Work order: Could you restate the entries below word for word and leave the images out?

Image-backed grounding data:
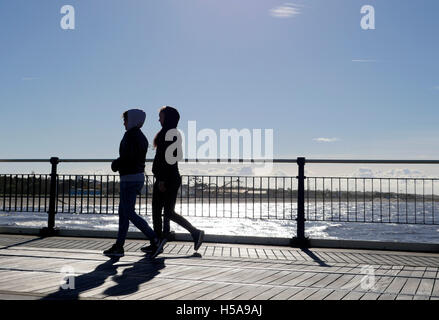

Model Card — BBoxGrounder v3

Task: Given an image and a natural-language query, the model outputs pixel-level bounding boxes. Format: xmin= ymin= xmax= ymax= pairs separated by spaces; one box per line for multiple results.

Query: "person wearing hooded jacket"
xmin=141 ymin=106 xmax=204 ymax=254
xmin=103 ymin=109 xmax=165 ymax=258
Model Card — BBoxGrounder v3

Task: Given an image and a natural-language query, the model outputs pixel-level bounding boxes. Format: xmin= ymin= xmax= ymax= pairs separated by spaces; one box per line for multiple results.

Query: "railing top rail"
xmin=1 ymin=158 xmax=439 ymax=164
xmin=305 ymin=159 xmax=439 ymax=164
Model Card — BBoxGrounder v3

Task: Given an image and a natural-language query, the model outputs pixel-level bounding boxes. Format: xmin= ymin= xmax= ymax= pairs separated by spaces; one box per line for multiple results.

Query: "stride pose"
xmin=104 ymin=109 xmax=165 ymax=258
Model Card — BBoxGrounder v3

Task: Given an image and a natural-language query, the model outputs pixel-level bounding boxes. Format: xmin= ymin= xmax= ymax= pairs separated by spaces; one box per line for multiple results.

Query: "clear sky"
xmin=1 ymin=0 xmax=438 ymax=176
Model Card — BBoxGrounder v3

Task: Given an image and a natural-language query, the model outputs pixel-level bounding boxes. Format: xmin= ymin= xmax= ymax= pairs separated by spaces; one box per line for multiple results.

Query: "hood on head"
xmin=126 ymin=109 xmax=146 ymax=130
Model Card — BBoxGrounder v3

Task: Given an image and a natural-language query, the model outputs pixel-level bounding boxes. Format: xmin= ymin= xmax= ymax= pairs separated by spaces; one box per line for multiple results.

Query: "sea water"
xmin=1 ymin=201 xmax=438 ymax=244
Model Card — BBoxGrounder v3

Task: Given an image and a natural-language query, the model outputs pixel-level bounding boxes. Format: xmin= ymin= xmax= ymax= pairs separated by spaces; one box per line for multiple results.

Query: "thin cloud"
xmin=352 ymin=59 xmax=377 ymax=63
xmin=434 ymin=85 xmax=439 ymax=90
xmin=353 ymin=168 xmax=424 ymax=178
xmin=313 ymin=138 xmax=339 ymax=143
xmin=270 ymin=3 xmax=302 ymax=18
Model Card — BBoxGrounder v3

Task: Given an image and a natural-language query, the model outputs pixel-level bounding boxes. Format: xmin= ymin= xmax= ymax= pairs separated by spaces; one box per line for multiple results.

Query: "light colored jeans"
xmin=116 ymin=180 xmax=156 ymax=247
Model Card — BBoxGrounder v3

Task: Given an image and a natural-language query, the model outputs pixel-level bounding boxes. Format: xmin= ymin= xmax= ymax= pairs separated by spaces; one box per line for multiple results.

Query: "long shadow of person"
xmin=103 ymin=257 xmax=166 ymax=297
xmin=103 ymin=253 xmax=201 ymax=298
xmin=42 ymin=253 xmax=200 ymax=300
xmin=41 ymin=257 xmax=121 ymax=300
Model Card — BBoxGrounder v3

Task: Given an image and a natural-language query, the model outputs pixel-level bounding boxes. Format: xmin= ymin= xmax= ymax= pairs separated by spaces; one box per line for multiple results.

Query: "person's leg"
xmin=115 ymin=182 xmax=130 ymax=248
xmin=163 ymin=177 xmax=197 ymax=235
xmin=152 ymin=181 xmax=165 ymax=239
xmin=126 ymin=181 xmax=157 ymax=241
xmin=164 ymin=183 xmax=204 ymax=251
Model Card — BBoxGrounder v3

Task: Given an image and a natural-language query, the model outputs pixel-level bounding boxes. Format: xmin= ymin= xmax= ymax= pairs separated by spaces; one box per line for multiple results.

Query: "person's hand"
xmin=158 ymin=181 xmax=166 ymax=192
xmin=111 ymin=159 xmax=120 ymax=172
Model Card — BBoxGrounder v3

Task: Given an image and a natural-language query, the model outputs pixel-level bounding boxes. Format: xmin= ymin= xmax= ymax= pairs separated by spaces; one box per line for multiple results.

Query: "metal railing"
xmin=1 ymin=157 xmax=439 ymax=245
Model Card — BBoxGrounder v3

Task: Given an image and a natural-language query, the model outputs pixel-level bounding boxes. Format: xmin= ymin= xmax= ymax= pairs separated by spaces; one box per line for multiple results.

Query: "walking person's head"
xmin=154 ymin=106 xmax=180 ymax=148
xmin=158 ymin=106 xmax=180 ymax=129
xmin=122 ymin=109 xmax=146 ymax=131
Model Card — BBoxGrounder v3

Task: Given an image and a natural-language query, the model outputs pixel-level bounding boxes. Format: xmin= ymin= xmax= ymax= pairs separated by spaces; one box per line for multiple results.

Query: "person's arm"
xmin=111 ymin=133 xmax=136 ymax=172
xmin=155 ymin=134 xmax=180 ymax=190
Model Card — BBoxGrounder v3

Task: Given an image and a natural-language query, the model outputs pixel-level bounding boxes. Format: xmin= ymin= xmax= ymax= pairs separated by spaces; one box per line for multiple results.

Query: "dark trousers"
xmin=152 ymin=176 xmax=197 ymax=239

Result for this task:
Model Card — BBoxGrounder v3

Task: Given an image and a natural-language query, the model outputs pixel-level bounding boxes. Format: xmin= ymin= xmax= ymax= pairs separated by spaces; one box per line for multiple results.

Query: "person wearing hooded jacket"
xmin=141 ymin=106 xmax=204 ymax=254
xmin=103 ymin=109 xmax=165 ymax=258
Model Card — BBoxGrounder v3

Task: Given an image and a natural-language query, the model outputs pixel-level bounding boxes. Format: xmin= ymin= xmax= ymax= pairs separated by spaces; one box per line for multiple results.

Query: "railing top rail"
xmin=1 ymin=158 xmax=439 ymax=164
xmin=305 ymin=159 xmax=439 ymax=164
Model Card — BBoxGrounder v3

Task: Given an image and a natural-language query, the model outputs pixel-level bounding boxes. Format: xmin= ymin= xmax= ymax= pairs separated by spaces; one box per line for multiple results.

Query: "stride pose"
xmin=104 ymin=109 xmax=165 ymax=258
Model Card — BBoxGrounder v3

Task: Given an image and a natural-language query, the model outputs pixel-level bounding boxes. Format: xmin= ymin= xmax= ymax= pairs separated by spaces; one box per line for multiple results.

Query: "clear sky"
xmin=1 ymin=0 xmax=438 ymax=176
Model Card — BBoxGrounder v3

Task: Given an image and a natural-language query, the model outputs pixel-level bounding boxes. Format: xmin= ymin= xmax= ymax= pairs separated by spaces; one box per line for multiple results.

Query: "hood on head"
xmin=126 ymin=109 xmax=146 ymax=130
Model Card — BBoxGrounder v3

Task: Given an image and a natural-language query, the model outputs pixel-level bounding boxes. Format: xmin= ymin= xmax= ymax= pairs separated by spaces; one box per line for multiple results.

Query: "sea water"
xmin=1 ymin=201 xmax=438 ymax=244
Model Card — BBoxGrounder v3

Task: Given an image and a natural-language query, the model outputs pixel-level bounding boxes. Format: xmin= ymin= xmax= ymax= pairs separated by spaces; one box per line for multiple results.

Query: "thin cloud"
xmin=352 ymin=59 xmax=377 ymax=63
xmin=434 ymin=85 xmax=439 ymax=90
xmin=353 ymin=168 xmax=424 ymax=178
xmin=313 ymin=138 xmax=339 ymax=143
xmin=270 ymin=3 xmax=302 ymax=18
Model Card — BBoxGrounder v3

Task: Given an image and a natural-language query, the model outputs pixel-level bounding boxes. Format: xmin= ymin= xmax= ymax= pairs separated by spaces; one box per line for multiple results.

Query: "light colored jeans"
xmin=116 ymin=180 xmax=156 ymax=247
Model Card — BBoxGrounder v3

Task: Given an image and a natural-language query, the model outputs pixel-level bounding boxes. Format: xmin= ymin= xmax= ymax= pairs separated by spaces; one box per line for multiple results.

Query: "long shadow of person"
xmin=103 ymin=257 xmax=166 ymax=297
xmin=103 ymin=253 xmax=201 ymax=298
xmin=42 ymin=253 xmax=200 ymax=300
xmin=41 ymin=257 xmax=121 ymax=300
Model Card — BBoxGrounder v3

Task: Given an image and a natural-language query, the model outputs pixel-level bounding boxes. Format: xmin= ymin= xmax= ymax= pairs separated by spaces; one box per line for multiple results.

Query: "person's leg"
xmin=115 ymin=182 xmax=130 ymax=248
xmin=163 ymin=177 xmax=197 ymax=235
xmin=152 ymin=181 xmax=165 ymax=239
xmin=126 ymin=181 xmax=157 ymax=241
xmin=164 ymin=183 xmax=204 ymax=251
Model Card — BBoxGrounder v3

Task: Given an image and a natural-language query, the model outputs pixel-level bounding boxes. Format: xmin= ymin= xmax= ymax= pairs separated by spaces; one box per line for multiple results.

Query: "person's hand"
xmin=158 ymin=181 xmax=166 ymax=192
xmin=111 ymin=159 xmax=120 ymax=172
Model Card — BBoxGrounder v3

Task: Given an image and a natural-language query, the model outputs pixel-level bounding boxes. Format: xmin= ymin= xmax= ymax= pairs separated by spaces; one box per line for multiple results.

Query: "metal railing"
xmin=1 ymin=157 xmax=439 ymax=245
Model Card — BBoxGrounder v3

Task: Given an image and a natural-language query, the model outputs pixel-level bounding boxes. Format: xmin= ymin= xmax= ymax= pairs separated by spaces; one box per line for multiple results.

Query: "walking person's head"
xmin=154 ymin=106 xmax=180 ymax=148
xmin=158 ymin=106 xmax=180 ymax=129
xmin=122 ymin=109 xmax=146 ymax=131
Model Card — BBoxGrounder v3

Task: Given an image and a natural-language query, the model outputs pixel-level bounding boxes. Format: xmin= ymin= xmax= ymax= pairs separated by spaces; one box per line for multiple results.

Query: "person's arm"
xmin=111 ymin=133 xmax=136 ymax=172
xmin=155 ymin=134 xmax=180 ymax=190
Model Card — BBoxGrounder v3

Task: Given an image and a natural-language query, the model outputs pixel-level bounding boxes. Format: xmin= ymin= xmax= ymax= pairs separated by spaces; one box per line for multiple results.

Query: "dark trousers"
xmin=152 ymin=176 xmax=197 ymax=239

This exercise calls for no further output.